PROMPT:
An exact copy is needed of each line from the one including "positive clicks: (202, 232) (196, 222)" through the last line of the entries, both ends counted, with nothing added.

--- DATA FOR THE TASK ---

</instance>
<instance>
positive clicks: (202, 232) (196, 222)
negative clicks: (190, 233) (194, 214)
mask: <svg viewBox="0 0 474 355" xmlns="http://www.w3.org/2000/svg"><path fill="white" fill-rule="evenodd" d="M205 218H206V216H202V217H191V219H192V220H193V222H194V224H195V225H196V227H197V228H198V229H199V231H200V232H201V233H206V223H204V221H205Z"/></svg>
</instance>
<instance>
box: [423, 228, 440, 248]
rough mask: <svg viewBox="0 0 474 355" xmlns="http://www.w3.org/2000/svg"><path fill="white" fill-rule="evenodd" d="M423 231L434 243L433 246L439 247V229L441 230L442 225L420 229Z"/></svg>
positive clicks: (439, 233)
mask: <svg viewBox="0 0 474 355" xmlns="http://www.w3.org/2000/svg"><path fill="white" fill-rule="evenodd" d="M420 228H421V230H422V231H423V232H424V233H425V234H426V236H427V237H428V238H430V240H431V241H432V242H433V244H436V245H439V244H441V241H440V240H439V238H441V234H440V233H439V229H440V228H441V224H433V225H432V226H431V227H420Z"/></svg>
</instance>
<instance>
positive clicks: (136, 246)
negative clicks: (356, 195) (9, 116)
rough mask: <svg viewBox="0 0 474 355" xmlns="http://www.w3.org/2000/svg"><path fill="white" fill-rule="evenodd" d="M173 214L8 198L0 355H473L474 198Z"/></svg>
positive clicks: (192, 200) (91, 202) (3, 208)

---

SOLUTION TO THIS PROBLEM:
positive clicks: (202, 232) (196, 222)
negative clicks: (190, 233) (194, 214)
mask: <svg viewBox="0 0 474 355" xmlns="http://www.w3.org/2000/svg"><path fill="white" fill-rule="evenodd" d="M205 218H206V216H202V217H191V219H192V220H193V222H194V224H195V225H196V227H197V228H198V229H199V231H200V232H201V233H206V223H204V221H205Z"/></svg>
</instance>
<instance>
box: [423, 228, 440, 248]
rough mask: <svg viewBox="0 0 474 355" xmlns="http://www.w3.org/2000/svg"><path fill="white" fill-rule="evenodd" d="M423 231L434 243L433 246L439 247V229L441 230L442 225L420 229Z"/></svg>
positive clicks: (439, 233)
mask: <svg viewBox="0 0 474 355" xmlns="http://www.w3.org/2000/svg"><path fill="white" fill-rule="evenodd" d="M420 228H421V230H422V231H423V232H424V233H425V234H426V236H427V237H428V238H430V240H431V241H432V242H433V244H436V245H439V244H441V241H440V240H439V238H441V234H440V233H439V229H440V228H441V224H433V225H432V226H431V227H420Z"/></svg>
</instance>
<instance>
positive clicks: (136, 246)
negative clicks: (356, 195) (9, 116)
rough mask: <svg viewBox="0 0 474 355" xmlns="http://www.w3.org/2000/svg"><path fill="white" fill-rule="evenodd" d="M173 214L8 198L0 355H473L474 198Z"/></svg>
positive clicks: (192, 200) (91, 202) (3, 208)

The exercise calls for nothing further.